Data excerpts:
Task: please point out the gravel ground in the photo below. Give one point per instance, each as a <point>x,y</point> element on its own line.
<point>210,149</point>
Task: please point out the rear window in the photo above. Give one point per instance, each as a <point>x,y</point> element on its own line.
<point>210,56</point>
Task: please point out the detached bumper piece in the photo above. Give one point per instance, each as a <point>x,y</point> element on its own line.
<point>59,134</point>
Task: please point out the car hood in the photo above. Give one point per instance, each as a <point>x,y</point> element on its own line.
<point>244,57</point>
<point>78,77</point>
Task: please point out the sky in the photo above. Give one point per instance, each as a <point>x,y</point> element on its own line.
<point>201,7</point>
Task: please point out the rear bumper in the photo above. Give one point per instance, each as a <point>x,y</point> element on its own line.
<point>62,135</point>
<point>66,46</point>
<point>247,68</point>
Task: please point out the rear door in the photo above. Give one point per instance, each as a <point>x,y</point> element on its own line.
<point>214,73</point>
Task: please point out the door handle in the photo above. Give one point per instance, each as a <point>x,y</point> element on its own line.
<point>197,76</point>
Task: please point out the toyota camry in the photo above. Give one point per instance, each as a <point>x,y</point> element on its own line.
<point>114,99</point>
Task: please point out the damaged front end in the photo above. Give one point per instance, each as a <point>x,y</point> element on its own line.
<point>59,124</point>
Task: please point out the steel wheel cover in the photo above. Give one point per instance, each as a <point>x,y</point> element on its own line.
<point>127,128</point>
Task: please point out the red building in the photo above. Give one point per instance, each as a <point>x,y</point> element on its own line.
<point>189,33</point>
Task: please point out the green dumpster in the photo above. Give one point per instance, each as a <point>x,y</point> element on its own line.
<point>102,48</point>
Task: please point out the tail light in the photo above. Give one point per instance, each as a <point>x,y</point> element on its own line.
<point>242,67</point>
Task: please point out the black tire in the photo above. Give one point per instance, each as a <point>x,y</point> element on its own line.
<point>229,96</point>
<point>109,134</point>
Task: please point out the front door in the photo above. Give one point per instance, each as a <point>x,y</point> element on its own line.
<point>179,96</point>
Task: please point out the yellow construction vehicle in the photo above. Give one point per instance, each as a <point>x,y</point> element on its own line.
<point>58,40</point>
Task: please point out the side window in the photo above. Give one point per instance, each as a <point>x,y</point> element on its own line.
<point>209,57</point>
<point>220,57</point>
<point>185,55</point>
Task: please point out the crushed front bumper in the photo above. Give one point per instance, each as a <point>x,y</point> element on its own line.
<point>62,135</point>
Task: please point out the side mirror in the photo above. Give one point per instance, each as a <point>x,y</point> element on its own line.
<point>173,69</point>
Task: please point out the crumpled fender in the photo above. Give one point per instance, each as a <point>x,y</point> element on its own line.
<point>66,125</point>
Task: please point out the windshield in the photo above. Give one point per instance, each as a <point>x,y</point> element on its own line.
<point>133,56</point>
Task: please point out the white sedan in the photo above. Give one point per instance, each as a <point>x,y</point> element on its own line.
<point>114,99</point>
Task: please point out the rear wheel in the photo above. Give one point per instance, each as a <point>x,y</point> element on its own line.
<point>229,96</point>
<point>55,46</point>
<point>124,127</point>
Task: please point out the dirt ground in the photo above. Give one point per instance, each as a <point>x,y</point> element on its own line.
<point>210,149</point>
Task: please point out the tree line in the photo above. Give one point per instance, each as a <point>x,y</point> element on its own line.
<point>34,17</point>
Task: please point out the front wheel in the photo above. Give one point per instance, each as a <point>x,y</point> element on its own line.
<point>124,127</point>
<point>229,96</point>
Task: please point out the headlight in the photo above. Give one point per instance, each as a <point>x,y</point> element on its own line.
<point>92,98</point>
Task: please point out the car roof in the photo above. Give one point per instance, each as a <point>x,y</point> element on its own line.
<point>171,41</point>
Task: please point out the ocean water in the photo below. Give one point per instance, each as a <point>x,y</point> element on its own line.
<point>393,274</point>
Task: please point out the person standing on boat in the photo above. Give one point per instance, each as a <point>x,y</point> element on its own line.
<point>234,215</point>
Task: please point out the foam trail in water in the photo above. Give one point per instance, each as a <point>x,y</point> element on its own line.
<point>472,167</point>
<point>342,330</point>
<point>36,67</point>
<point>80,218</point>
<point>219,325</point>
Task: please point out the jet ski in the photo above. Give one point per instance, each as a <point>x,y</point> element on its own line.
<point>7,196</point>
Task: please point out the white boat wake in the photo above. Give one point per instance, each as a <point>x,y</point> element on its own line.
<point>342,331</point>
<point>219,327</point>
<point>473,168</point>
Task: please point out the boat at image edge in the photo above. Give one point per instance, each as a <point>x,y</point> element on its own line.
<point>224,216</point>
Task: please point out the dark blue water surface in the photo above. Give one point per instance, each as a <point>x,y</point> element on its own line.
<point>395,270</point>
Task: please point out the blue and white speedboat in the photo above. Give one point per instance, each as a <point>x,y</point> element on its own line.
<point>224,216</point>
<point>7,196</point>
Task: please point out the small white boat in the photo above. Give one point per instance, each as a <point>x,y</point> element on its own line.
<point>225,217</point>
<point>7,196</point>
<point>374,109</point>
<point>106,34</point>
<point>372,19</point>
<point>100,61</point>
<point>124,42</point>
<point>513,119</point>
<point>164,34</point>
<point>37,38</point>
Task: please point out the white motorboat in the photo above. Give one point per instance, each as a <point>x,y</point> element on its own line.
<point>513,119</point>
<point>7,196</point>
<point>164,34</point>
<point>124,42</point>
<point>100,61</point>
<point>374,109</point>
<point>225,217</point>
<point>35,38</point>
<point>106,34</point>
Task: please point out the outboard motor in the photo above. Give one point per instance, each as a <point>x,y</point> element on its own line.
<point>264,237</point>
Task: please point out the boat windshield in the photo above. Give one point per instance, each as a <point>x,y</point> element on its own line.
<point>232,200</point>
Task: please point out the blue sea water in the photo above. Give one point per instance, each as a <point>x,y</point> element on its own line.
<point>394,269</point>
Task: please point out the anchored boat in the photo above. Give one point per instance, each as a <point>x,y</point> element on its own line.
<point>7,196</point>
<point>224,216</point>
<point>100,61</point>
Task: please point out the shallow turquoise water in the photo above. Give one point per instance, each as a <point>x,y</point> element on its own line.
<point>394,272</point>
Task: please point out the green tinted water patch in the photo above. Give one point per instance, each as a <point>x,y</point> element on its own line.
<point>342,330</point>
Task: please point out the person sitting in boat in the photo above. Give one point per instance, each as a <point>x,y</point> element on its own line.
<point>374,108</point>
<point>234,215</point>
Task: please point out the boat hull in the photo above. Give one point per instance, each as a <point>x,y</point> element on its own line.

Task to carry out: Copy the data above word for word, from the line with "Task: please point out the front door" up to and including the line with "<point>133,56</point>".

Correct answer:
Task: please point out the front door in the photo above. Give one point per instance, each as a <point>x,y</point> element on its own line.
<point>179,96</point>
Task: please point out the yellow construction vehicle in the photo above. Give one point per instance, each as a <point>x,y</point> element on its own line.
<point>58,40</point>
Task: please point out the side window in the photo above. Give one point per instance, each as a <point>x,y</point> element on its own line.
<point>209,57</point>
<point>220,57</point>
<point>185,55</point>
Task: please point out the crushed front bumper in the photo above. Give one point per instance, each as a <point>x,y</point> element on its own line.
<point>62,135</point>
Task: please point out the side mirror in the photo above. Give one point per instance, each as a <point>x,y</point> element on its own line.
<point>173,69</point>
Task: please point out the crumpled fender in the photo above. Give one point per instance, each as a <point>x,y</point> element on its own line.
<point>66,125</point>
Task: please point out the windshield in the photo above. Give one point per instance, each as a <point>x,y</point> element on its own line.
<point>133,56</point>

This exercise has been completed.